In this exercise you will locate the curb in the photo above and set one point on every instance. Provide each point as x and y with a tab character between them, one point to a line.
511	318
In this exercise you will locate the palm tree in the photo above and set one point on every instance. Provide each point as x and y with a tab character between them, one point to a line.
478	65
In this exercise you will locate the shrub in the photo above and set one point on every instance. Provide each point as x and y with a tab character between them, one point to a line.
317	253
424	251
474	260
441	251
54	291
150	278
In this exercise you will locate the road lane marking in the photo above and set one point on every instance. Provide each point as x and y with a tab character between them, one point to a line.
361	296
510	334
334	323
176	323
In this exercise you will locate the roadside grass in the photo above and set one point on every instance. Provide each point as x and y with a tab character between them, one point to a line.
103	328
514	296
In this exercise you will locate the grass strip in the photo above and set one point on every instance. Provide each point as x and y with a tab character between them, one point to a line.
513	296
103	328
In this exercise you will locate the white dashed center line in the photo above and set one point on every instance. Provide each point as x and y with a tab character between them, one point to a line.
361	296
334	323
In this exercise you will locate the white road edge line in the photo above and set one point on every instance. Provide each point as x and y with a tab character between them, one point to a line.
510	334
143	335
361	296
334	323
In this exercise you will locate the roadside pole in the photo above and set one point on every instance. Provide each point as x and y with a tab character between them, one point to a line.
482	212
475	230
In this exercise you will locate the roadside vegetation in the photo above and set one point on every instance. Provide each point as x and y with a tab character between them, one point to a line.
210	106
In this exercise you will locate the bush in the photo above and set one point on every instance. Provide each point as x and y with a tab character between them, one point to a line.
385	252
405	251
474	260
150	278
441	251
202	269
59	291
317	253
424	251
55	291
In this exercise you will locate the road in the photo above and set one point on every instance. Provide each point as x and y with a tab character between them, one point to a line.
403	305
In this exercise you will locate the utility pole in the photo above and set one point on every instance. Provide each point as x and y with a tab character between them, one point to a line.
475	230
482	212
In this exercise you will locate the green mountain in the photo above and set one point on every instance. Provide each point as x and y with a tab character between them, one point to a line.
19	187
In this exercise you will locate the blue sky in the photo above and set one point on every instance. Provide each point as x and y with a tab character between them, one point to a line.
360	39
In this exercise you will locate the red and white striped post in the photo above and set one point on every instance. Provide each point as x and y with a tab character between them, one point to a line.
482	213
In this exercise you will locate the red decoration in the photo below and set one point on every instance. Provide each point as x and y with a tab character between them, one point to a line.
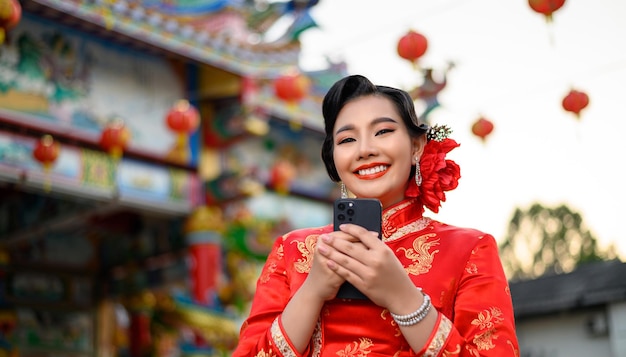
◇ ◇ ◇ ◇ ◇
Exercise instructions | Each line above must be repeated exactly in the answer, with pictures omitted.

The answer |
In this exercise you will locate the curb in the photo above and set one point on every instance. Provide each point as x and y with a tab character between them, one point to a line.
511	318
In this exercise you will locate the palm tree in the photo above and set one point on every instance. Provide each point as x and y with a tab character between them, one point to a line.
478	65
In this exercise you will locate the shrub in the photo above and set one point on every instance. Provide each point as x and y with a tab character between them, one point to a line.
317	253
424	251
474	260
441	251
54	291
150	278
In this exercise you will locate the road lane marking in the photo above and set one point on every instance. Provide each point as x and y with a tab character between them, one point to a line.
361	296
510	334
334	323
176	323
In this exercise you will locate the roadside grass in the photo above and set one point on every instance. Provide each point as x and y with a tab character between them, one point to a line.
103	328
514	296
In this exercise you will locate the grass strip in the photo above and set one point on every instance. Provide each point as x and y with a tab character between them, one point to a line.
513	296
103	328
In this exercise you will locate the white dashed center line in the photo above and set one point on every instance. Provide each point as x and y with a tab character between them, one point to a line.
361	296
334	323
In this exercise you will locate the white road edge line in the photo above and set one point on every instance. Provide each point as x and y with a tab character between them, one point to a line.
510	334
143	335
361	296
334	323
In this exercise you will locate the roadside pole in the photo above and set one point on every instance. Provide each point as x and y with a tab character between them, one point to a line.
482	212
475	230
In this exercise you will locate the roadside vegetation in the photo above and set one point on every instance. Provide each point as x and y with a tab character between them, one point to a line.
210	106
In this exercise you will locate the bush in the photo above and set one point on every instance. Provide each point as x and y with a tab character between them, one point to a line.
385	252
405	251
474	260
150	278
441	251
202	269
59	291
317	253
424	251
55	291
In this exercise you will locate the road in the photo above and set one point on every instance. Provide each point as x and y with a tab character between them, one point to a line.
403	305
In this exercise you will locate the utility pole in the photo above and set one point on every instance. Provide each point as x and y with a tab character between them, one point to a line.
475	230
482	212
In this exercise you will locate the green mountain in the photo above and set one point on every instance. Provide each point as x and y with a tab character between them, one point to a line.
19	187
In this exercise you will locate the blue sky in the photo above and set one point on every instance. Provide each point as x and y with a tab character between them, one point to a line.
360	39
In this exercise you will locate the red and white striped post in the photo above and set one point on every instance. Provide each point as x and y with a tab character between them, one point to a line.
482	213
In this exercise you will locate the red decoration in the photo below and set one point on every instance. Provide each point as x and y with a tab character between them, one point to a line.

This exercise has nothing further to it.